▶ Exercise
Reproduce the listing below from the line with "Practice step: put a point on each instance of the lawn" through the end, requests included, and shift every number in the point coordinates by -60. Return only those lines.

** start **

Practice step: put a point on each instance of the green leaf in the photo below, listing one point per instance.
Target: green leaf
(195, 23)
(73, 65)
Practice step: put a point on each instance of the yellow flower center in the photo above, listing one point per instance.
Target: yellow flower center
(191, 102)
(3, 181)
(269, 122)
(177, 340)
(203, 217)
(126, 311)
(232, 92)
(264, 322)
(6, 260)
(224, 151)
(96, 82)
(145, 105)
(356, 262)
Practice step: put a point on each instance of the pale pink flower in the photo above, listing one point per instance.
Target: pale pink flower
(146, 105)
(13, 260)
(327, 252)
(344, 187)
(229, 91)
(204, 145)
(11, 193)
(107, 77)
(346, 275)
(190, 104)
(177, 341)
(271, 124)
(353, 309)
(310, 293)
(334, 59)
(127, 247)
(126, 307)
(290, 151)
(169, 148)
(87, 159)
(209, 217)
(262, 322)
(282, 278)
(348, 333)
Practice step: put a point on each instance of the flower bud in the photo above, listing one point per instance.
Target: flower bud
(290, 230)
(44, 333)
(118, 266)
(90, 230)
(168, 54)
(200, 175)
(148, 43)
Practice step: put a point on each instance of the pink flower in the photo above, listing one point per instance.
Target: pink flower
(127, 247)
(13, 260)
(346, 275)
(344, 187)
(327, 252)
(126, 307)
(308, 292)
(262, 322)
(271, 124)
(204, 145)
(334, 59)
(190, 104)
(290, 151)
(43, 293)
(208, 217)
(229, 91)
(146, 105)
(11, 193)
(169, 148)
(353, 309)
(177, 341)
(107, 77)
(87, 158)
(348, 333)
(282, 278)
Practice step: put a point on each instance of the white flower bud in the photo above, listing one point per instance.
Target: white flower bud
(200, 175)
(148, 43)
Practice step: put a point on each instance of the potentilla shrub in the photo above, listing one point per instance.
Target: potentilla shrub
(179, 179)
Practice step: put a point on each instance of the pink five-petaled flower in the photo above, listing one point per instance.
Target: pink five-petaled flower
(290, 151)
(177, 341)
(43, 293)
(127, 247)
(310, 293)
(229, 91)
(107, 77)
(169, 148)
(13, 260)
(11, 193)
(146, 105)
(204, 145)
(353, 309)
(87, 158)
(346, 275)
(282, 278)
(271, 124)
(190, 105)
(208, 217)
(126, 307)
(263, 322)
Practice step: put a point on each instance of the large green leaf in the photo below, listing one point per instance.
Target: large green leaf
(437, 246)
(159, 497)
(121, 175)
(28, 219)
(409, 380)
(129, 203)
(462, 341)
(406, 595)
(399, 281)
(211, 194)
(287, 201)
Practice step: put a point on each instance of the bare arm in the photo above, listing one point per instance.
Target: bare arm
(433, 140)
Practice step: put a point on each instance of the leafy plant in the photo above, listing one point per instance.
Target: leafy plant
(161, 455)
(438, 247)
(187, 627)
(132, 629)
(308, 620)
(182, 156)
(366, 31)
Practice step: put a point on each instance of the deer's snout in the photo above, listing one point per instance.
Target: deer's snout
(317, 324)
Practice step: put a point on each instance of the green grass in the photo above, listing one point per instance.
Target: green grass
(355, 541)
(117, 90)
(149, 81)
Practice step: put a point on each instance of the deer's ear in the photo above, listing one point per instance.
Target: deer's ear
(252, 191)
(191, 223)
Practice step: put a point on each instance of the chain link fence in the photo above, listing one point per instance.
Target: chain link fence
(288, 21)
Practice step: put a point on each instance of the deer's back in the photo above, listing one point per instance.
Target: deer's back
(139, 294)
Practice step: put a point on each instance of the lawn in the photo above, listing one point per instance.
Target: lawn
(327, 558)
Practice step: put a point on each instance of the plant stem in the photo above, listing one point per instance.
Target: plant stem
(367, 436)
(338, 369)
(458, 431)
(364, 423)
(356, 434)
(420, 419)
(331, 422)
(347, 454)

** end **

▶ Full output
Practice step: put a point on each instance of the lawn in the photo above, listing one point per instance.
Target: lawn
(267, 498)
Practice step: put a point on each instance of the plant stem in the photo above, listing one point per instance.
Target: plant stem
(307, 376)
(278, 309)
(398, 371)
(304, 363)
(296, 374)
(360, 359)
(271, 362)
(287, 394)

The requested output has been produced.